Copy the data below line for line, with every character unchanged.

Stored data
----------------
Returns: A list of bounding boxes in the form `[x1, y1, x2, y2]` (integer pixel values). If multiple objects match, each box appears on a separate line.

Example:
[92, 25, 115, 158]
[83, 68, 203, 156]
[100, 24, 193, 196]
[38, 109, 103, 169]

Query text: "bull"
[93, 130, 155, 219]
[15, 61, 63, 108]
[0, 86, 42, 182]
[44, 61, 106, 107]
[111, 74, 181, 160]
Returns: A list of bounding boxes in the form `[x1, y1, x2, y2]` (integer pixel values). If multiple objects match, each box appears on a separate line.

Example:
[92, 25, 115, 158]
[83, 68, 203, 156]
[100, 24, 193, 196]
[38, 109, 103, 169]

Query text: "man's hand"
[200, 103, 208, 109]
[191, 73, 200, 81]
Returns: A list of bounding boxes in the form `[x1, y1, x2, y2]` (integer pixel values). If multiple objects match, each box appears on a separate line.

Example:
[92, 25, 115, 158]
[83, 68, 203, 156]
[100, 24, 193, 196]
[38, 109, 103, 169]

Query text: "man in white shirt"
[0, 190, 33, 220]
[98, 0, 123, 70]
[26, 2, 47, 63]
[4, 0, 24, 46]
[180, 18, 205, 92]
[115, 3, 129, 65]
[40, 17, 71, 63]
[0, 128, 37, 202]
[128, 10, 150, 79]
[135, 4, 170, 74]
----------------
Output for this task.
Returns: A list of bounding boxes in the form `[x1, y1, x2, y2]` (integer pixel values). If multiple objects match, each box appears on a separate line.

Example:
[92, 25, 115, 158]
[83, 68, 203, 156]
[100, 24, 193, 196]
[38, 109, 103, 169]

Query text: "bull"
[93, 130, 155, 219]
[15, 61, 63, 108]
[0, 86, 42, 182]
[44, 61, 106, 107]
[111, 74, 181, 160]
Returns: A list of bounding boxes in the form `[x1, y1, x2, y2]` (integer pixel values). If multiple objects match, each box appears on a separate line.

Example:
[92, 25, 115, 158]
[83, 68, 203, 156]
[100, 24, 193, 196]
[38, 109, 103, 169]

Query text: "man's hand"
[200, 103, 208, 109]
[191, 73, 200, 81]
Returns: A list of bounding boxes in the form `[x1, y1, x2, y2]` (integer pixel values). If multiple objects match, each box appears on a separate line.

Example:
[92, 25, 115, 158]
[83, 68, 203, 156]
[100, 24, 193, 196]
[38, 109, 103, 169]

Query text: "man in white shirt"
[0, 190, 33, 220]
[98, 0, 123, 70]
[26, 2, 47, 63]
[4, 0, 24, 46]
[180, 18, 205, 92]
[115, 3, 129, 65]
[40, 17, 71, 63]
[0, 128, 37, 202]
[128, 10, 150, 79]
[135, 4, 170, 74]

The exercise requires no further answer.